___ Extrait du texte ___

Face aux juges le 7 juin 2016, M. Mballa et Me Metomo, son avocat, s’étaient employés à démontrer le caractère abusif des agissements du ministre. En ce qui concerne l’ouvrage de l’hôpital de district de Biyem-Assi, ils soutiennent que le marché initial portait sur la somme de 28,451 millions de francs. Au cours de sa réalisation, le directeur de la formation sanitaire va demander et obtenir de sa tutelle que l’entrepreneur aménage d’autres locaux dans l’établissement. Aux dires du plaignant, cet avenant, «qui risquait de faire déborder les quotas légalement autorisés», aurait été conclu «verbalement» entre M. Mama Fouda et lui-même.
Dès ce moment, l’enveloppe globale du marché est passée du simple au triple, soit 84 millions de francs. Mais une fois les ouvrages achevés, l’administration aurait tout d’abord refusé de les réceptionner en alléguant qu’ils étaient parsemés de défectuosités. «Un agent du Minsanté refusait de s’exécuter jusqu’à ce que je fasse recours à M. Yang Philémon, le Premier ministre. C’est grâce à ses autorisations que les bâtiments vont finalement être réceptionnés le 8 novembre 2013», indique-t-il. Le Minsanté va cependant s’opposer au payement de sa note de frais.

___

§ Consigne
Recopiez à l'identique le passage du texte sur le marché de l'hôpital de Biyem-Assi compris entre « Dès ce moment, l’enveloppe » et « note de frais. », ces deux bornes incluses.

___ Documents fournis ___

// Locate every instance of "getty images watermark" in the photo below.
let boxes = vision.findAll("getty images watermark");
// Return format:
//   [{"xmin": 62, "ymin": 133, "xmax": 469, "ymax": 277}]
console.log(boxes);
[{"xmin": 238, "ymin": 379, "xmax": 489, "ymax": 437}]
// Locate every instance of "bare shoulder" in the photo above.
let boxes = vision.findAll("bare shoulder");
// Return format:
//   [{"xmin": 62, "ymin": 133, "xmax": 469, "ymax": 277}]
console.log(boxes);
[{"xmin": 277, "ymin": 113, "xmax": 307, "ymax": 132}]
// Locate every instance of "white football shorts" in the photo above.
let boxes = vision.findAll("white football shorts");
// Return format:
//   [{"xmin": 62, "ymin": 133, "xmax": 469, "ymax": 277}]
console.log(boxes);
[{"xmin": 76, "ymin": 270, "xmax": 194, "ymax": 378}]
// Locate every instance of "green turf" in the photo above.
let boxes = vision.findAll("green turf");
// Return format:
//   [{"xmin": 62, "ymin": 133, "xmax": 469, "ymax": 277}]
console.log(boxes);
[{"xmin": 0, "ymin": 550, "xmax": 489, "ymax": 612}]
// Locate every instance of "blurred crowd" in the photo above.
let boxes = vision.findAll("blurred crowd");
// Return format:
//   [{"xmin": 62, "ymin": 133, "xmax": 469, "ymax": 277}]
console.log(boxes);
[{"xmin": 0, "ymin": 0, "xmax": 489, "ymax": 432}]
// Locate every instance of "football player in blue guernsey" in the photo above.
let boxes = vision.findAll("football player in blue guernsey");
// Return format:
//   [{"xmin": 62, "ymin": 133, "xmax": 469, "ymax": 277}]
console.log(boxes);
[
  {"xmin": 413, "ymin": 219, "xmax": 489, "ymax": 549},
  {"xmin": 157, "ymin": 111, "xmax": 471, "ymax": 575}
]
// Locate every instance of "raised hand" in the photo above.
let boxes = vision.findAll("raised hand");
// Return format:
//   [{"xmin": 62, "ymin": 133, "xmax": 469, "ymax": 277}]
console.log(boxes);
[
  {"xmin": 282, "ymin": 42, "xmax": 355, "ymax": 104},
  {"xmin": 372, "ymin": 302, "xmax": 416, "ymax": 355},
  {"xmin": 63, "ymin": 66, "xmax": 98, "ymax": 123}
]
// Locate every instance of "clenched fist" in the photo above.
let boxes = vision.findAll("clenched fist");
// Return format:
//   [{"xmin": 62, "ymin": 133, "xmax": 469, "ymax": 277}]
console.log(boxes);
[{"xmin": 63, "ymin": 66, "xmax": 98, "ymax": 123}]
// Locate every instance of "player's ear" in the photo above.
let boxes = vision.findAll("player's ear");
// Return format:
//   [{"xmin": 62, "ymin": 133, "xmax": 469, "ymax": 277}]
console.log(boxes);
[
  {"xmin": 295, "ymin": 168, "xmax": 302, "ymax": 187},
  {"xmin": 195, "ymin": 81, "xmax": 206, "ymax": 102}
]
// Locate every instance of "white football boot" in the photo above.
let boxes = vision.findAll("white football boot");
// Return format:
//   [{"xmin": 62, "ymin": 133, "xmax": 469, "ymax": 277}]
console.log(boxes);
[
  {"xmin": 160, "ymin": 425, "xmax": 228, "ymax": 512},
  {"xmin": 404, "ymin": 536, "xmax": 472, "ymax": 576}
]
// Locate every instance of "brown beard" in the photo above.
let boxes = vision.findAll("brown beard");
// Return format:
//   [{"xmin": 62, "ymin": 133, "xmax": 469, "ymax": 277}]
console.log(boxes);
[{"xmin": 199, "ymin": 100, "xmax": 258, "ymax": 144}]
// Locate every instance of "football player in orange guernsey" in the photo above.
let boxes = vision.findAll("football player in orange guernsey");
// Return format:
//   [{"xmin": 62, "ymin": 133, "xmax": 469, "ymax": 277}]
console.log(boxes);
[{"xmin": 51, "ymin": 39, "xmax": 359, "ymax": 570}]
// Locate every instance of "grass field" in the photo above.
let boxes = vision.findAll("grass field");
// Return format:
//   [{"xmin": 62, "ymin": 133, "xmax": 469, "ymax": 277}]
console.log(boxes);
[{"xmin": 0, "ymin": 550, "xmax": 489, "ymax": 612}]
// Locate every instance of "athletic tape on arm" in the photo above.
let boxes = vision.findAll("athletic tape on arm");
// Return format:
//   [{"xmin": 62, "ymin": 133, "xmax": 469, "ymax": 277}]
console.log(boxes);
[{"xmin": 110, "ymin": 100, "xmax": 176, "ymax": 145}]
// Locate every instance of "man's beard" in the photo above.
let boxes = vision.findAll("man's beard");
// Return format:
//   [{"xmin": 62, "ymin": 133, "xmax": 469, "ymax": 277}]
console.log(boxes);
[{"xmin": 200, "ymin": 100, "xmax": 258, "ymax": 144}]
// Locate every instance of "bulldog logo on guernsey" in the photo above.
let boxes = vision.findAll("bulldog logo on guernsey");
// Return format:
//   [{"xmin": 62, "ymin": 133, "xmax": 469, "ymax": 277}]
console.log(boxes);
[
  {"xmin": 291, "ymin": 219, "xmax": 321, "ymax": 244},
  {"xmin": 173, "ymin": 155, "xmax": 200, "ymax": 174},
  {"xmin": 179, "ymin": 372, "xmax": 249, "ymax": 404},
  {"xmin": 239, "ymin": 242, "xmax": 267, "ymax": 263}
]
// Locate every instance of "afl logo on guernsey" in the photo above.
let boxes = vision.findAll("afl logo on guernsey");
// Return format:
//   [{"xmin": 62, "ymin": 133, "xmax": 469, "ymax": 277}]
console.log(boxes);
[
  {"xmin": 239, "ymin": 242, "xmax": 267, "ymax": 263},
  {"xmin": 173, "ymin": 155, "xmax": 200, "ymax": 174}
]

___

§ Réponse rédigée
Dès ce moment, l’enveloppe globale du marché est passée du simple au triple, soit 84 millions de francs. Mais une fois les ouvrages achevés, l’administration aurait tout d’abord refusé de les réceptionner en alléguant qu’ils étaient parsemés de défectuosités. «Un agent du Minsanté refusait de s’exécuter jusqu’à ce que je fasse recours à M. Yang Philémon, le Premier ministre. C’est grâce à ses autorisations que les bâtiments vont finalement être réceptionnés le 8 novembre 2013», indique-t-il. Le Minsanté va cependant s’opposer au payement de sa note de frais.